◆ WRITTEN EXERCISE
Pull out each line in the records below that contains the word "distant".
##### DATA ROWS
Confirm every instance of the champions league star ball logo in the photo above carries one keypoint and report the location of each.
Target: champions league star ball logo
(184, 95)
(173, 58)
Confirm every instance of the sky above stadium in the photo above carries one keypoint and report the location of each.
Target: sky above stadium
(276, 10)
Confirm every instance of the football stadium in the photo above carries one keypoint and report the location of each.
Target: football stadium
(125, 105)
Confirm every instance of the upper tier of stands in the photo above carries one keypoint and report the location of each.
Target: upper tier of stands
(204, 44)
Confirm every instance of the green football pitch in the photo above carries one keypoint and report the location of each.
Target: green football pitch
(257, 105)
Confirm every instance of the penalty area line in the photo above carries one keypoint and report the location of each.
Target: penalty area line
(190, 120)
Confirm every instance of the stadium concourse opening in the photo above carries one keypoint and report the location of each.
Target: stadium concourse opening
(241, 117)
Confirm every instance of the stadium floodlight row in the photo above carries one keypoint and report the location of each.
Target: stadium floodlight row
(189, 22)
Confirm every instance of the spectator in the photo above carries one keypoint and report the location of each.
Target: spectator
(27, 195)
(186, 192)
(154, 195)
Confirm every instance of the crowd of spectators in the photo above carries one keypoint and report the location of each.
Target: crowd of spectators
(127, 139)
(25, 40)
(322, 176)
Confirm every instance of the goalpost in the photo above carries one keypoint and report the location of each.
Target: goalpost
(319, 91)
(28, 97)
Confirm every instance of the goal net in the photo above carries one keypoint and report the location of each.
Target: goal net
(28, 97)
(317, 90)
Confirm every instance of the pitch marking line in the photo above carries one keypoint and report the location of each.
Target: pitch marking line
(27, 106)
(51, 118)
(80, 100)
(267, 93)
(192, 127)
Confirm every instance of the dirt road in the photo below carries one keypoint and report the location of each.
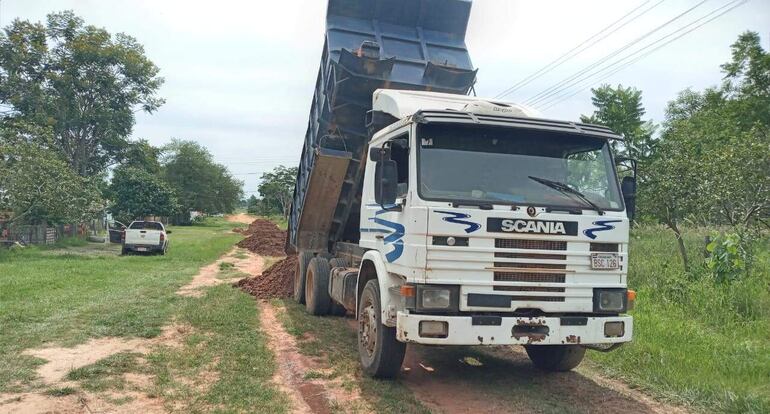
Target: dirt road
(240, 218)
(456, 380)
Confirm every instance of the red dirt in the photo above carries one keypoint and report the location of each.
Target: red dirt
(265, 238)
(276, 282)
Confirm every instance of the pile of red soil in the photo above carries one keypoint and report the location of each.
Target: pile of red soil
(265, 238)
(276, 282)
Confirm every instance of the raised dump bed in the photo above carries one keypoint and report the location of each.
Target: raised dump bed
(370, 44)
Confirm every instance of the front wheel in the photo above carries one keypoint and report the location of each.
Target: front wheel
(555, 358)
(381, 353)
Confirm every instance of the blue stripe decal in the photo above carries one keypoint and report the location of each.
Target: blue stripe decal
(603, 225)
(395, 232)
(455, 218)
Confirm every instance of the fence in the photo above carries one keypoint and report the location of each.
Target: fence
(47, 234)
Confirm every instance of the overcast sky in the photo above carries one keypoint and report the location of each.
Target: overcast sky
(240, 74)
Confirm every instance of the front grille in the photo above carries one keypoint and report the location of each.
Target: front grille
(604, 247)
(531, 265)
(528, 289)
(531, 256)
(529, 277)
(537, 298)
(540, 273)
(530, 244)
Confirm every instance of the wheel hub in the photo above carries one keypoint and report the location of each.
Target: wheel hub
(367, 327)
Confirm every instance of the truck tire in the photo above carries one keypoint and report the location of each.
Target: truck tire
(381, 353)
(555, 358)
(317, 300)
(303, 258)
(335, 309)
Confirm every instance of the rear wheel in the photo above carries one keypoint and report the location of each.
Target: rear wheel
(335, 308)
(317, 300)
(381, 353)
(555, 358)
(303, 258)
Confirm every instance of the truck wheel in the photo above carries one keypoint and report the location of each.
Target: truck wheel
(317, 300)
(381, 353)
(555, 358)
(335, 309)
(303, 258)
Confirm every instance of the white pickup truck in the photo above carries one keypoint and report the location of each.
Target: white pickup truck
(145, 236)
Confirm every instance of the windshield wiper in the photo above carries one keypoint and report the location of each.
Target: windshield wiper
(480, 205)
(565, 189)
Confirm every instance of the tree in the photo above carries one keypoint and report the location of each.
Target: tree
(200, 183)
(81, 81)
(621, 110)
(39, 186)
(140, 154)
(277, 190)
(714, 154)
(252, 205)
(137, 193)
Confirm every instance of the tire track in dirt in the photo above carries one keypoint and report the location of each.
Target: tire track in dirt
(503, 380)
##########
##### DATA ROWS
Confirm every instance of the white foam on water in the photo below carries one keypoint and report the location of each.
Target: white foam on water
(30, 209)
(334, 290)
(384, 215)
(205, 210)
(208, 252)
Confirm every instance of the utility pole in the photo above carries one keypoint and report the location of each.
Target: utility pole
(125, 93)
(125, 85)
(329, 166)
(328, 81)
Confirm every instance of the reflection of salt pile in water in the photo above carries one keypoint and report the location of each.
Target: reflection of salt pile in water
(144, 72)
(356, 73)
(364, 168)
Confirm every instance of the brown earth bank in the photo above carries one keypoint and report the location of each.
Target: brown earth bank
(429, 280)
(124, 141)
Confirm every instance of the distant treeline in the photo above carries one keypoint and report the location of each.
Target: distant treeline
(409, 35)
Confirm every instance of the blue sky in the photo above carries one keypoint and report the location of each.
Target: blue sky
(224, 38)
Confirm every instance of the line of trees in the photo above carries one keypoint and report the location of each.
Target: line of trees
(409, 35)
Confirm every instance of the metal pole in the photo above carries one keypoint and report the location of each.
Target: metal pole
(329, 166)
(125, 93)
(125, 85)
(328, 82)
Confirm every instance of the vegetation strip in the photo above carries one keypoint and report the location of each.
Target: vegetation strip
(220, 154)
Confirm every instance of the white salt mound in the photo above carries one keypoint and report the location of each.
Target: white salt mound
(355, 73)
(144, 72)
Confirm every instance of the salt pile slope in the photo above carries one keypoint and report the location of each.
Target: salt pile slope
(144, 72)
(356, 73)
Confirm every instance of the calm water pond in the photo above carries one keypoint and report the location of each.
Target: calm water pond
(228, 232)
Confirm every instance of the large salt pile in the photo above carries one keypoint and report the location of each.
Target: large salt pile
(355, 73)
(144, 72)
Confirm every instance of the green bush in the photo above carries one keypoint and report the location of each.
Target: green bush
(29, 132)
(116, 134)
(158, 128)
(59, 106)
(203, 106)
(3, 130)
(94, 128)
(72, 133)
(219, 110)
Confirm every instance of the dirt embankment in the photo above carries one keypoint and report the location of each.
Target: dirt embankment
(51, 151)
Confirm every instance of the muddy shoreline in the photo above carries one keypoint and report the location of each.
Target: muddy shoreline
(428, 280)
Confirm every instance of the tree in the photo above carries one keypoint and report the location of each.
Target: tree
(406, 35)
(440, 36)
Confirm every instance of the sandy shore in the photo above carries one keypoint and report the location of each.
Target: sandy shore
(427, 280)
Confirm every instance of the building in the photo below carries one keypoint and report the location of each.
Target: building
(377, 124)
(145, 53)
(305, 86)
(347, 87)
##########
◆ PROBLEM SOLUTION
Confirm every instance of the distant treeline in the photo above carries one keypoint and report the location of each.
Target: distant treeline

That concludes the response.